[Objective]:
Write out the full listing exactly as given, minus the images.

[Data lines]:

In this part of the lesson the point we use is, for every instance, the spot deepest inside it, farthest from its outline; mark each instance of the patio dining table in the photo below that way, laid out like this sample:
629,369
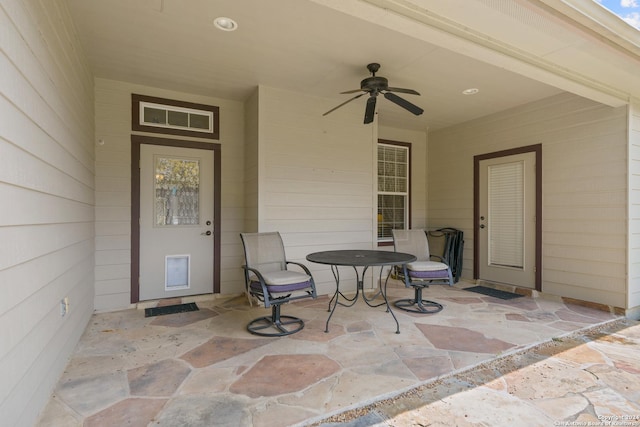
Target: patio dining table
363,259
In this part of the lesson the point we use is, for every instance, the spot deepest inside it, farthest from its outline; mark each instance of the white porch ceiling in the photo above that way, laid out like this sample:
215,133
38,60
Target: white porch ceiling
321,48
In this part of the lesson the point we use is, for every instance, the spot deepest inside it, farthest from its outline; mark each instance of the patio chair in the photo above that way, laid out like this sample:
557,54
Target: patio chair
268,279
420,273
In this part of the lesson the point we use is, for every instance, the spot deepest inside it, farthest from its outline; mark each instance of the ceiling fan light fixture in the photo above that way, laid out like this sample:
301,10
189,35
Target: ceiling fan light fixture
225,24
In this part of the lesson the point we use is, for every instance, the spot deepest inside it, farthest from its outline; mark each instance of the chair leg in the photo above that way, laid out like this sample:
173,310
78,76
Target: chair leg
276,325
417,304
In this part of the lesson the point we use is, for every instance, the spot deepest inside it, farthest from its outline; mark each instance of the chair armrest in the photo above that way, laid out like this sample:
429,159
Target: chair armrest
304,267
258,275
439,258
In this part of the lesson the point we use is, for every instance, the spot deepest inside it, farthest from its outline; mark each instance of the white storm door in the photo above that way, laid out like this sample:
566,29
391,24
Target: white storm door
507,222
176,221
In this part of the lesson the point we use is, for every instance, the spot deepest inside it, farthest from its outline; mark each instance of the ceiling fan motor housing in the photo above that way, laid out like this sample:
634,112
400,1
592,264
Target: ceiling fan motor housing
371,84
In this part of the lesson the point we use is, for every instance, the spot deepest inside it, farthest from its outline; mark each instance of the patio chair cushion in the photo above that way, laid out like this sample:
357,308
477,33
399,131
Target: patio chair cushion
283,281
436,274
426,266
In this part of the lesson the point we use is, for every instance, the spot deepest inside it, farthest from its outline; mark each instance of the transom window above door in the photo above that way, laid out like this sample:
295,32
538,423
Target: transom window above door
158,115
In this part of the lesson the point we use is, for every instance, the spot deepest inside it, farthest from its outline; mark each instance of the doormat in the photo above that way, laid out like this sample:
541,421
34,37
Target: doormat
493,292
170,309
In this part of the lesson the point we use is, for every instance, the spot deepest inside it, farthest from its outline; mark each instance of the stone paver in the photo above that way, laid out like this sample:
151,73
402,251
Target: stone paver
480,361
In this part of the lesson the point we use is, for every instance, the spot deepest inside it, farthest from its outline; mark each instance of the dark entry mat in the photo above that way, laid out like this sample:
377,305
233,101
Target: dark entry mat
170,309
493,292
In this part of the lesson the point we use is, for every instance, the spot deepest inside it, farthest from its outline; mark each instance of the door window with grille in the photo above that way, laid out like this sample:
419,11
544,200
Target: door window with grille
393,188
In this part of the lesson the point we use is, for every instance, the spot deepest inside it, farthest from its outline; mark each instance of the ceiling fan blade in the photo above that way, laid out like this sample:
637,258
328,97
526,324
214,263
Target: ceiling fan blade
345,102
401,90
403,103
370,110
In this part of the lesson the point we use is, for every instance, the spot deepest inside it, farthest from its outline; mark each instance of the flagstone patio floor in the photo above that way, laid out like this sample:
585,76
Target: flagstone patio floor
481,361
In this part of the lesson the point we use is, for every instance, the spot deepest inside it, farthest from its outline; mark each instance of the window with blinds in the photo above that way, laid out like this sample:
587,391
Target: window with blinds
393,189
506,214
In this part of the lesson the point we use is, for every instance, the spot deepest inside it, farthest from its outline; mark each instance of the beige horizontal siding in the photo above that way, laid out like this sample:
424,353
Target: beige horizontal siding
584,189
47,186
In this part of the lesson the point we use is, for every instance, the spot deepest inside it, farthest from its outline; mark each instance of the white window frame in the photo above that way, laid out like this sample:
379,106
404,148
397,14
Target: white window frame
169,108
406,193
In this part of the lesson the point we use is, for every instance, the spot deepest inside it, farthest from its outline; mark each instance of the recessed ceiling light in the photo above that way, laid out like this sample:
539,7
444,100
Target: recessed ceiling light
225,24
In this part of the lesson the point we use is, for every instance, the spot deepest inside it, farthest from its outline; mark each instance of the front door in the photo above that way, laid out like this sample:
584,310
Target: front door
506,222
176,221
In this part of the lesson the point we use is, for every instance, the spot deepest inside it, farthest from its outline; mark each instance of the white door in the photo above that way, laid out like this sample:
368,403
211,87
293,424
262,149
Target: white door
176,221
507,222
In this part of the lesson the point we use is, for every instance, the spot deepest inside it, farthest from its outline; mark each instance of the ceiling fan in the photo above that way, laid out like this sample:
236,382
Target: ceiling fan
374,86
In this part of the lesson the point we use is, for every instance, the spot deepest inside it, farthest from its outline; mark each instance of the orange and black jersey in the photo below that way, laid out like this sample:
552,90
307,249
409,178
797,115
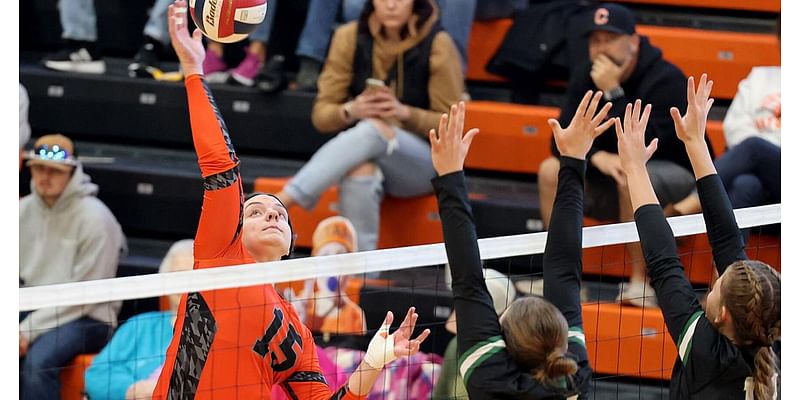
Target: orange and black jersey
709,365
233,343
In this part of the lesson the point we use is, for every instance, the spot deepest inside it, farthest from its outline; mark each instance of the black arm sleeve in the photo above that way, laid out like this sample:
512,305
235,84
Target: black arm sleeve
723,232
674,292
475,315
562,254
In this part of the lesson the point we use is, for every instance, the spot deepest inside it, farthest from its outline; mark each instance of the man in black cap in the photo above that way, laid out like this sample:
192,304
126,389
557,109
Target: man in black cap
626,67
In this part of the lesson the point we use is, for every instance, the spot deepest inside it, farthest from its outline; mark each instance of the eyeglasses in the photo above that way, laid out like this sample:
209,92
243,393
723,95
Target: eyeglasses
55,154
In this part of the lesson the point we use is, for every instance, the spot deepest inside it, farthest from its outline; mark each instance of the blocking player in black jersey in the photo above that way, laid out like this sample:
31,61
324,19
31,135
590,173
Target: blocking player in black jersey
725,352
536,350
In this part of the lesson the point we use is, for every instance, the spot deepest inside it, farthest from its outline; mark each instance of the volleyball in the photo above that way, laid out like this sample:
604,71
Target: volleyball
227,21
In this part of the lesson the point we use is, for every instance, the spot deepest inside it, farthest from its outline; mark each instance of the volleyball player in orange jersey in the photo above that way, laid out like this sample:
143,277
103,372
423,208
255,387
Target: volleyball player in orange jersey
237,343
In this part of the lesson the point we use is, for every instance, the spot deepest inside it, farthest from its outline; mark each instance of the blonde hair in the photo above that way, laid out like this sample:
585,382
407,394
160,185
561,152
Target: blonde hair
184,247
751,291
535,333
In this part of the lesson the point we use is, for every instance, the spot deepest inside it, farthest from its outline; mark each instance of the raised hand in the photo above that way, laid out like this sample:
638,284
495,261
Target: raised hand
448,147
630,137
576,140
385,348
691,127
189,49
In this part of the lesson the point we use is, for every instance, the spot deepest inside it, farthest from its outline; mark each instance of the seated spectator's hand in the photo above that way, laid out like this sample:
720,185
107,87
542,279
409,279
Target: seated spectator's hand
390,106
385,348
606,74
691,127
576,140
630,137
141,390
189,49
448,147
23,345
371,103
609,164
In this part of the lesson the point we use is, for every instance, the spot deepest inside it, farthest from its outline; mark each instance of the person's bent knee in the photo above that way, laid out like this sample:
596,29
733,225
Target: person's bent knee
366,169
548,172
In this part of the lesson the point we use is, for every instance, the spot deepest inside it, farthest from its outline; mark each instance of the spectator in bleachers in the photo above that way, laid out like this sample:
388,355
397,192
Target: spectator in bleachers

[Expected answer]:
In this part of the lesson the point we use is, for every instance, the spot deepest inside it, farthest from its outline; mark each instance of the patio dining table in the photo below that way, laid out like this sample:
629,369
Target: patio dining table
363,259
In this part of the lesson the point we use is, for every instance, the spot deepest inside it, farthest from its outline; mark each instance of the white porch ceiling in the photo above that way, laid out like this sample:
215,133
38,60
Target: white porch ceiling
321,48
In this part of the lesson the point we use is, for every instance, the spot deepest inside it, farthest from its outline; mark each instance of the patio chair in the photo above that way, laid out like this sample:
557,54
Target: patio chair
268,279
420,273
In this part of the lesson the point we use is, for every instance, the spot deepest inside it, farthest from its outline; mark each instance of the ceiling fan light fixture in the photo above that way, laid out like this sample:
301,10
189,35
Target: ceiling fan light fixture
225,24
In this part of the lesson the point we use is, for every instance, the spot deepest inside it, farthest from its outline; mark each instance of the chair leg in the photo above that way, laid out like this sample:
173,310
78,76
Target: chair leg
276,325
417,304
In this part of the lesson the point we use is, for every instance, the spot deepest inside it, farthest from its outline; mark each instance of the chair armrest in the photo above that way, laid out like this sample:
429,159
Target: chair armrest
304,267
258,275
439,258
In this part of the lesson the point we use is, for every instance, the spot deepest inside it, farthest from its outline; mark each instance of the white storm door in the photo above that way, laid out like this sample:
566,29
391,24
Target: white storm door
507,222
176,221
In this part of the lesson the point we use is, for every instance, the spot deepest inside it, farthest from its outline; mark each instance of the ceiling fan motor housing in the photo above that way, laid out like this sample:
634,112
400,1
592,264
Target: ceiling fan motor housing
371,84
In this part of the lesson the point we use is, for every instance, the spot deepest inside it, farthest from its outline; mark each instance of the patio chair cushion in the photo above that way, laid out like this sample:
357,308
477,33
399,131
Target: patio chair cushion
283,281
436,274
426,266
In this part of the lesson the point we use is, for every instance, the spot deepest inside it, farthest from its outline; mark each instance of the transom window above door in the photo above that way, laid out like this sample:
295,32
538,423
Target: transom window above door
158,115
In this part of the lesson the point we use is, for every instance, the spot deepest inside it, farthest from its outline; mark each instance of the doormat in the photo above that way, laid out like this sample:
541,421
34,37
Target: doormat
493,292
170,309
In this part of the lesson the point we use is, for every instance, the spot deepest inside it, farthest from its outline; mark each instance of the stone paver in the photo above that way, laid out like this sample:
151,73
402,251
Target: stone paver
480,361
In this part of the lesson the point we use is, for every instance, the spot deepest inside it, farthest from its outline; mark each instance of the dark entry mat in the photo above that way, laid out like this sample:
377,305
233,101
Target: dark entry mat
170,309
493,292
In this part of the lesson the point we use is, for every instance, the spot deepest inside it, farthest from its outline; mark each instance of the door window with grille in the photo above that way, laid out like this sample:
419,11
544,200
Target: door window with grille
393,188
In this part of the lesson the point we use is, for every instance, the spot deepest inside it, farthest from its outline; mark each instance of the ceiling fan blade in the photo above that way, laid out like this sample:
637,258
328,97
526,324
214,263
Target: ceiling fan blade
345,102
401,90
403,103
370,110
In this part of the lesson the point we use is, for every instance, the spot deepest inside it, farthest from its outline; mark each instance of the flagstone patio floor in the photo above that way, laid out like this sample:
585,76
Target: flagstone patio floor
481,361
In this part of the lesson the point we use is, for every instance, the spot deepest inside it, farthest from its outline; mark each instance of the window with blinds in the photo above that way, laid out like this sample:
587,391
Target: window with blinds
393,189
506,214
In this part of the lesson the point we use is, for every instance, the spot deepest inside it, farthest from its outline; mark each instance of the beige horizontal siding in the photo above that way, laid out like this sample:
424,353
Target: beige horizontal siding
584,189
47,186
In this part of the lesson the point we use is, for every instance, the spot deepest inside it, farthest from its outline; mark each instance of the white window frame in the photo above that way, laid out like this sample:
379,106
404,148
397,14
Target: white window frame
169,108
406,193
In this part of the lesson the point we use is, for every instance, the spot deepest inside it, farthest from its outline; mark each instance of the recessed ceiling light in the photo above that way, laid out like this sample:
539,7
444,100
Target: recessed ceiling light
225,24
In this part of the lesson the point we use is, for every instance, the spot deepest inside it, farthest from its outline; mark each instance of the front door in the photo above that way, laid out like this sample:
584,310
Target: front door
506,222
176,221
In this part of the lesson the point we use is, for every instance, the spot deepest inside it, farthest from its outline; mark each instance of the white door in the photo above that way, laid out like this sample:
368,403
211,87
293,424
262,149
Target: white door
176,221
507,222
In this part of the lesson the point we use is, for every instance, the spot deepest inside it, farthest from its outline; mark each instance of the ceiling fan in the photo above that way, laid out like this sample:
236,382
Target: ceiling fan
374,86
In this part of the lesson the point we use is, for every instance, the spot deepest inside it, farthest from its outline; mark each instance of the orange and black jersey in the photo below that way, laid out like this sample:
552,90
307,249
409,178
797,115
Target: orange and black jersey
709,365
233,343
In this part of the lesson the point we use is, for every instance, the spot deepest inside it, farthest from its outline; mark each instance of the black arm sleeve in the photo above that way, laid out like this sample:
512,305
235,84
Target: black arm sleeve
723,232
674,292
475,315
562,254
In this part of the lesson the point we use is, for every instance, the spot deepest inside it, farthest from its outline; mark each instance of the man in black cap in the photo above that way, laid out like this sample:
192,304
126,389
557,109
Target: man in black cap
626,67
In this part of the lesson the point we use is, for every instance, the spot deepest inside it, farthest from its outline; mark each instance of the eyeglasses in the photo above that way, laid out like this sample:
209,92
243,393
723,95
Target: eyeglasses
55,154
In this part of the lesson the point we use is, for every instance, the spot deepest inside it, farthest from its outline; mark each instance of the blocking player in black jersey in the photo above that way, laid out like this sample:
31,61
324,19
31,135
590,173
Target: blocking player in black jersey
725,352
536,350
In this part of the lesson the point we use is, for every instance, the spot deepest inside it, farthest from its outline; mark each instance of the volleyball in the photo above that way, laid out like this sample:
604,71
Target: volleyball
227,21
In this part of the lesson the point we use is, for every instance, the spot deepest inside it, farthest from its outline; mark each instance of the volleyball player in orange jersey in the photo above that way, laid out like this sample:
143,277
103,372
423,208
255,387
Target: volleyball player in orange jersey
237,343
In this part of the lesson the point we use is, for every instance, the spot deepest inside it, farthest from its outline; mark each instance of the blonde hair in the photo above that way, laid out like this sample:
585,382
407,394
160,185
561,152
Target: blonde hair
184,247
751,291
535,333
In this part of the lesson the point we use is, for every instance, the spot deepest inside it, farthest from its outline; mark each instance of the raised hand in the photo above that way, laid out like this sample:
638,284
495,261
Target: raised hand
448,147
630,137
576,140
385,348
691,127
189,49
In this part of the lesson the point we use is, for every instance, the spot deepest inside it, farthest from its outline; mark each instance of the seated spectator's hand in the photo above that way, laid out like this sample:
720,185
107,87
542,279
409,279
Target: seated spectator's hand
390,106
385,348
606,74
691,127
576,140
630,137
141,390
189,49
448,147
23,345
371,103
609,164
In this part of the lesson the point we use is, for every instance, the spot deepest inside it, farthest from its outline; mark each instance of the person's bent knee in the photo above that way, laid out like this sample:
596,29
733,225
Target: person's bent knee
366,169
548,172
In this part of the lesson the point we use is, for every instance, the spot deepest inside it, farthest from its outline; mark each instance of the spectator in bleachers in the photo above that way, laid out like this sample:
388,355
397,192
Target: spectator in bleachers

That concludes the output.